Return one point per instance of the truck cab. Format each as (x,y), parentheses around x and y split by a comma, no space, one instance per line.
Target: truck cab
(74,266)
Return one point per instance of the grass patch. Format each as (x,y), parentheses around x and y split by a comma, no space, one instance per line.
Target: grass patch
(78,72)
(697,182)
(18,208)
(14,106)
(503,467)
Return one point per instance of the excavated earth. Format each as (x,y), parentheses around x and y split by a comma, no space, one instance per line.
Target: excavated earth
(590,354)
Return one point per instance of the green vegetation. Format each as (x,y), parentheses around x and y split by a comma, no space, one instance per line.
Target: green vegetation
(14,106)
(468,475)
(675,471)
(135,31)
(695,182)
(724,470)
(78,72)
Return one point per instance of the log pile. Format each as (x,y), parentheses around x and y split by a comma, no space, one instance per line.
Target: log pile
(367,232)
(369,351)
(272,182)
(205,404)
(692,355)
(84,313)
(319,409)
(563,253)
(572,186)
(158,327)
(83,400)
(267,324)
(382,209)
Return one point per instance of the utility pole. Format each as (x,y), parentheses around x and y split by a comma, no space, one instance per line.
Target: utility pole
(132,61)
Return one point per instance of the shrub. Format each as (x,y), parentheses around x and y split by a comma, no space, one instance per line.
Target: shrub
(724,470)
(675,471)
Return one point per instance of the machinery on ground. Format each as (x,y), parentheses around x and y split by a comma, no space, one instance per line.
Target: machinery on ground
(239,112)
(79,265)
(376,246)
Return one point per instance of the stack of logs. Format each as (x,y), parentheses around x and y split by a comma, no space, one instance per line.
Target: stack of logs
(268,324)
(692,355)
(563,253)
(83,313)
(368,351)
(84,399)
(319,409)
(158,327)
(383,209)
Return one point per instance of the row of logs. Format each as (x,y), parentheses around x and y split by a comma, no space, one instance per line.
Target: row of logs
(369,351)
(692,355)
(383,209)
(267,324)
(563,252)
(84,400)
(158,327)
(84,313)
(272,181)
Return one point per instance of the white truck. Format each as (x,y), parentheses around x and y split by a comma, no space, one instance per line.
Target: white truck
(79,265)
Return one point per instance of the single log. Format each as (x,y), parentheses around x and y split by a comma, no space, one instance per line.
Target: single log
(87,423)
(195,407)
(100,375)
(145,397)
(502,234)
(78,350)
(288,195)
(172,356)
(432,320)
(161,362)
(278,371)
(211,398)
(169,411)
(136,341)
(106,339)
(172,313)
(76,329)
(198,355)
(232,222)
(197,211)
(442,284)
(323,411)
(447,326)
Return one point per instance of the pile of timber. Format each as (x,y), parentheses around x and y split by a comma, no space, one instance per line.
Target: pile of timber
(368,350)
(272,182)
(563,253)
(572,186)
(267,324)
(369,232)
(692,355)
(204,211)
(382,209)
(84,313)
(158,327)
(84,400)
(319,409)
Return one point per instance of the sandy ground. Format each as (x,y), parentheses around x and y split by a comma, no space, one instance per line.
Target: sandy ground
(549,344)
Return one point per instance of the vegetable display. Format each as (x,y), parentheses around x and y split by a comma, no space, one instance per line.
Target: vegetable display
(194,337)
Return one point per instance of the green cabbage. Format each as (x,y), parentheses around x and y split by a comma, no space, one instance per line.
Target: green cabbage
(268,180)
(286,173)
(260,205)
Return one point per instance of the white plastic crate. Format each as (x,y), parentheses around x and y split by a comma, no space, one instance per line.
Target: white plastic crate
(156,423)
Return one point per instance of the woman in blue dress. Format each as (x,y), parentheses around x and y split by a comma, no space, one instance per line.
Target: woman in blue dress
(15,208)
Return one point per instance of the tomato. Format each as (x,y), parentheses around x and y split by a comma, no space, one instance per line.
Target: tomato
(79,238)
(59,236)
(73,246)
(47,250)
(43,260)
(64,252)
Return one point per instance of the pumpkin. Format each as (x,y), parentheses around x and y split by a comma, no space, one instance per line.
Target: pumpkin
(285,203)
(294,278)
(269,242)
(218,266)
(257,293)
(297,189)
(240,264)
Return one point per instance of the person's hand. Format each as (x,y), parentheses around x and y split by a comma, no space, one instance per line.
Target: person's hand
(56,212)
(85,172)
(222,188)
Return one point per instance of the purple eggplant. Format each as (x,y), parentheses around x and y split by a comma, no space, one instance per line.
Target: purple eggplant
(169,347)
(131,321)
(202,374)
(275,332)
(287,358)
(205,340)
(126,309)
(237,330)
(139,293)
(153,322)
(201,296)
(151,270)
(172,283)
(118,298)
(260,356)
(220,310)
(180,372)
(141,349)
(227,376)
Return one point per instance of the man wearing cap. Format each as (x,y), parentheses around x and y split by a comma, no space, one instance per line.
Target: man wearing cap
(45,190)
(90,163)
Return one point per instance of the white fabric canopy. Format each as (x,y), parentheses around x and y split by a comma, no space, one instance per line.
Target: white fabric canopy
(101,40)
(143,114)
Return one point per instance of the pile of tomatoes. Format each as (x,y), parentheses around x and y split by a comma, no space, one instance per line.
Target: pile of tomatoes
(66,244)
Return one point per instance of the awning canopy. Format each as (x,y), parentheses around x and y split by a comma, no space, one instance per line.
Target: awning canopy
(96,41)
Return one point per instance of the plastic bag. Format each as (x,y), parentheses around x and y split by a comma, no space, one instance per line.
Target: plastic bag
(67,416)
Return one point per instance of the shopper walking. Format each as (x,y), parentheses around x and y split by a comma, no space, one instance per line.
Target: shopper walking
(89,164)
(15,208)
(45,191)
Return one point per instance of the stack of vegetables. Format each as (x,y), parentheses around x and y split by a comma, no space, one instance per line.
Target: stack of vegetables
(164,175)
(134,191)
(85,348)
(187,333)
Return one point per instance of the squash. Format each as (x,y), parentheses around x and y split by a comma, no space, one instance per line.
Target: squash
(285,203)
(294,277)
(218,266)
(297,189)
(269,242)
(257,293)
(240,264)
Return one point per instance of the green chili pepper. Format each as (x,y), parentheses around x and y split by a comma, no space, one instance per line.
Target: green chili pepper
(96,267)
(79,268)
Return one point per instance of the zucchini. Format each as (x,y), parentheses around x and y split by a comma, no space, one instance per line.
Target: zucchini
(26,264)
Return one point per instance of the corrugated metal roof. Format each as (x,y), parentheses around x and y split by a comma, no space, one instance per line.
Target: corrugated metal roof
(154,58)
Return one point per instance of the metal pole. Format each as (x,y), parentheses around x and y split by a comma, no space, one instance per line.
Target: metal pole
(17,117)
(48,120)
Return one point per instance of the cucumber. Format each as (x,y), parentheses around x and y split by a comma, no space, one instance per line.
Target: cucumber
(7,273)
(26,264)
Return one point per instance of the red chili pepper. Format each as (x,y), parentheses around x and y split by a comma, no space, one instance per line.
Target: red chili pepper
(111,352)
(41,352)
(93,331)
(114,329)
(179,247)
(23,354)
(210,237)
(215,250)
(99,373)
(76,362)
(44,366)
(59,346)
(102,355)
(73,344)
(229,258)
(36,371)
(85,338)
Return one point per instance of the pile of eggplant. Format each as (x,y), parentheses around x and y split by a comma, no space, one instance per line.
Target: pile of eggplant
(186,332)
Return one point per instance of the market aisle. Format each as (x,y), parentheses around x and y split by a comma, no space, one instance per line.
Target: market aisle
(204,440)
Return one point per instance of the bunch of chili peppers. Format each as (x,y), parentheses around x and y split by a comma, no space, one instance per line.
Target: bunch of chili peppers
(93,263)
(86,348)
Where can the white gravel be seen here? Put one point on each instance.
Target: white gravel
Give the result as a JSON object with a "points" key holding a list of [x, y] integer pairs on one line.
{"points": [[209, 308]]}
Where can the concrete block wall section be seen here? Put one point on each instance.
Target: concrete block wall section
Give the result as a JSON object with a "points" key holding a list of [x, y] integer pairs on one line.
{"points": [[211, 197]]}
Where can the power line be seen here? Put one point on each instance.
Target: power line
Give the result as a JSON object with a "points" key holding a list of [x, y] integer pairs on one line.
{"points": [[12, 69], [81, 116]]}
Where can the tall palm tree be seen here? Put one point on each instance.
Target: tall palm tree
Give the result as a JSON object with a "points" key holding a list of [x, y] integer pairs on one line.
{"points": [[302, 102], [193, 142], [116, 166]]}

------------------------------------------------

## What you need to do:
A word-for-word copy of the entries, from the first line through the line containing "Return one point per instance of the grass", is the whole answer.

## Written response:
Return one point per instance of the truck cab. Format each as (x,y), parentheses around x and y split by a comma, no space, one instance per line.
Target: truck cab
(74,266)
Return one point per instance of the grass patch. Format each as (x,y), parentheses around x and y split by a comma, no space, one instance per line.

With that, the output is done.